**Texto extraído**
##########
Parte desses pagamentos é alvo de uma Ação Direta de Inconstitucionalidade (ADI) da PGR (Procuradoria-Geral da República).
A ADI questiona o pagamento de indenizações por atividades consideradas próprias da carreira, como plantões e juizados especiais. Em nota, a PGR informou que a ADI também contesta lei que permite ao procurador-geral de Justiça do Estado prover gratificações por meio de ato administrativo.
De acordo com a Constituição da República, subsídios e vantagens de agentes públicos devem, em regra, ser definidos por lei, não por atos administrativos“, diz a nota da PGR, que moveu ações contra a Promotoria de Santa Catarina e o Judiciário do Mato Grosso por pagamentos considerados abusivos.
Em manifestação encaminhada ao Supremo Tribunal Federal, o procurador-geral de Justiça, Gianpaolo Smanio, argumentou que as gratificações são constitucionais e remuneram atividades extraordinárias. O ministro Ricardo Lewandowski, relator da ação no STF, rejeitou o pedido de liminar da PGR para a suspensão desses pagamentos, mas deu sequência à ação “devido à relevância da matéria e o seu especial significado para a ordem social e a segurança jurídica”. Em 31 de março, o ministro requereu informações a Smanio e à Assembleia Legislativa.
Além da ADI, a Promotoria paulista é objeto de investigação do Conselho Nacional do Ministério Público (CNMP).
A partir de denúncia, corregedores analisaram se o regime de distribuição de processos nas procuradorias de Justiça é automático, como deveria ser. Mudanças nesse regime poderiam gerar acúmulo de processos, o que demandaria mutirões, quando promotores recebem diárias extras pelo serviço. O resultado da investigação do CNMP sai em maio.
O corregedor nacional do Ministério Público, Cláudio Portela, diz que o pagamento de diárias não poderia ser responsável pelo volume de vencimentos acima do teto apontado pela FGV.
Ele afirma que indenizações, em geral, “buscam dar uma melhorada no salário” da categoria. Para Portela, a falta de reajuste periódico de subsídio fomenta a prática. “Criam esses monstrinhos, que dificultam o entendimento [da remuneração da categoria].”
A rubrica “Vantagens”, por exemplo, presente em quase todas as faixas salariais, foi classificada, em nota enviada à reportagem pelo Ministério Público de São Paulo, como “situações personalíssimas de vantagens que o membro já recebia antes de 2003”, ano em que foi estabelecido o teto dos funcionários públicos.
Em “Outras Indenizações” está o pagamento de “férias indeferidas por absoluta necessidade do serviço“. Os membros da Promotoria paulista têm direito a duas férias por ano, além do recesso de 20 dias na virada do ano.
Há ainda auxílio-moradia até para proprietários de imóveis na comarca de atuação.
Fonte: Folha de São Paulo
LEGALIDADE
Norma Cavalcanti, presidente da Associação Nacional dos Membros do Ministério Público, diz que essas verbas “são legais e reconhecidas pelos governos dos Estados e pelo STF”. “Enquanto a lei não for declarada inconstitucional, tem de ser cumprida”, diz.
##########
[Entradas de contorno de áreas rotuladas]
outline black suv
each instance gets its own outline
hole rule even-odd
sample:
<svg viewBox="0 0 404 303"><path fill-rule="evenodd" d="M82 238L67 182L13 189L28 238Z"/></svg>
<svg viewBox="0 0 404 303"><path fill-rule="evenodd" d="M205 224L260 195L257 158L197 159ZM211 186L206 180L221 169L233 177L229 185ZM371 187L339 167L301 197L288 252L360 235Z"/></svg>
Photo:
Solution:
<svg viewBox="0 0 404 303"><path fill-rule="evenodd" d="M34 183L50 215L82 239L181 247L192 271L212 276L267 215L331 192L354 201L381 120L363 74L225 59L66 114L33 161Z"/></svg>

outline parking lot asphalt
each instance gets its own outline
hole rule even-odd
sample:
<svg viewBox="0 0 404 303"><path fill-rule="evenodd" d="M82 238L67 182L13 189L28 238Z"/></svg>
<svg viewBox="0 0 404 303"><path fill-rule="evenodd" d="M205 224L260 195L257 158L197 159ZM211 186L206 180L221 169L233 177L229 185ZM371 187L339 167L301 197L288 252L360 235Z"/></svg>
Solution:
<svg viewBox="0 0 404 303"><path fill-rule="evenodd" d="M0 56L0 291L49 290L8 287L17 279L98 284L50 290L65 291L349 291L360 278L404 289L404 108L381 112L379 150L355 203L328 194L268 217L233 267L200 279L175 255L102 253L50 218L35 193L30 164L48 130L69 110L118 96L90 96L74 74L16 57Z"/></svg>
##########
**O que fazer**
a. Pode extrair do texto sobre as gratificações da Promotoria paulista o trecho que começa em "Ele afirma que" e segue até "comarca de atuação."?
b. Como você continuaria o texto sobre as gratificações da Promotoria paulista a partir do ponto em que ele termina?

**Respostas abaixo**
a.
Ele afirma que indenizações, em geral, “buscam dar uma melhorada no salário” da categoria. Para Portela, a falta de reajuste periódico de subsídio fomenta a prática. “Criam esses monstrinhos, que dificultam o entendimento [da remuneração da categoria].”
A rubrica “Vantagens”, por exemplo, presente em quase todas as faixas salariais, foi classificada, em nota enviada à reportagem pelo Ministério Público de São Paulo, como “situações personalíssimas de vantagens que o membro já recebia antes de 2003”, ano em que foi estabelecido o teto dos funcionários públicos.
Em “Outras Indenizações” está o pagamento de “férias indeferidas por absoluta necessidade do serviço“. Os membros da Promotoria paulista têm direito a duas férias por ano, além do recesso de 20 dias na virada do ano.
Há ainda auxílio-moradia até para proprietários de imóveis na comarca de atuação.

b.
Segundo o artigo 37 da Constituição, nenhum servidor federal ou ocupante de cargo eletivo pode receber remuneração superior à dos ministros do Supremo Tribunal Federal (STF). Na redação atual do artigo, verbas indenizatórias não são contadas dentro deste limite.
Desde novembro de 2016 tramita no Senado Federal a Proposta de Emenda Constitucional 63, que inclui verbas indenizatórias no cômputo da remuneração até o teto.
Segundo o senador José Aníbal (PSDB-SP), que apresentou a proposta, a fórmula atual é a “senha” para a criação de benefícios “falsamente indenizatórios” que contornam a proibição de remuneração acima do teto.
OUTRO LADO
O Ministério Público de São Paulo afirmou em nota que nenhum membro recebe vencimentos acima do teto constitucional. O texto informa que pagamentos indenizatórios reembolsam despesas de promotores no cumprimento da função e, por isso, não constituiriam remuneração.
Sobre a ação em que a PGR questiona a natureza de indenizações pagas, além do mecanismo pelo qual elas são definidas pelo próprio Procurador-Geral de Justiça, o Ministério Público destacou que o pedido de liminar para interromper esses pagamentos foi negado pelo ministro Ricardo Lewandowski.
Segundo a nota, isso indicaria que “a tese do ilustre chefe do Ministério Público da União não procede”. A ação será votada em plenário pelo tribunal.
O órgão também afirma que o modelo de distribuição de processos às procuradorias, objeto de investigação, segue o critério constitucional que prevê o repasse automático e imediato dos casos.
Fonte: Folha
Supersalários do MP de S.Paulo. Direito ou privilégio?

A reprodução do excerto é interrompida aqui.